● Problem details
Each line of the data that includes the string "spot" is to be copied out.

● Material to process
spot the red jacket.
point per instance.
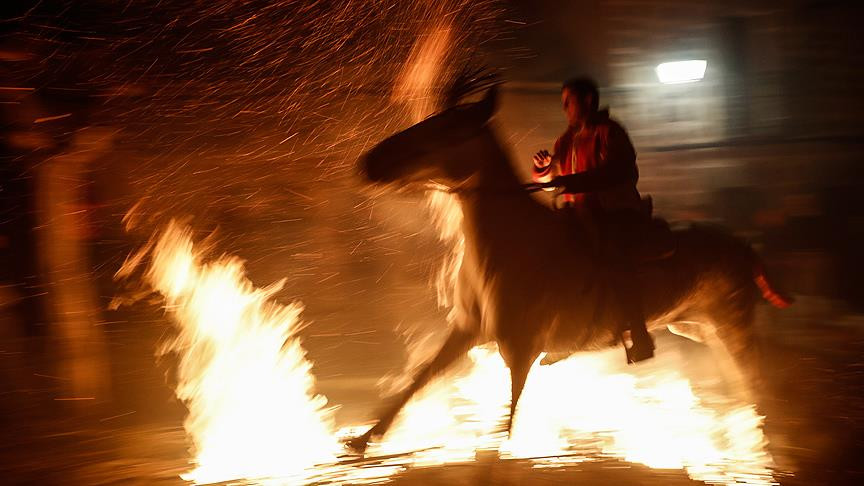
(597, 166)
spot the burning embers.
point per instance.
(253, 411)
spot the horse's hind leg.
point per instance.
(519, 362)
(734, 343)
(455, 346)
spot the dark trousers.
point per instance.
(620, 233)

● Completed exercise
spot the red jacket.
spot the burning embers.
spot the horse's hind leg.
spot the dark trousers.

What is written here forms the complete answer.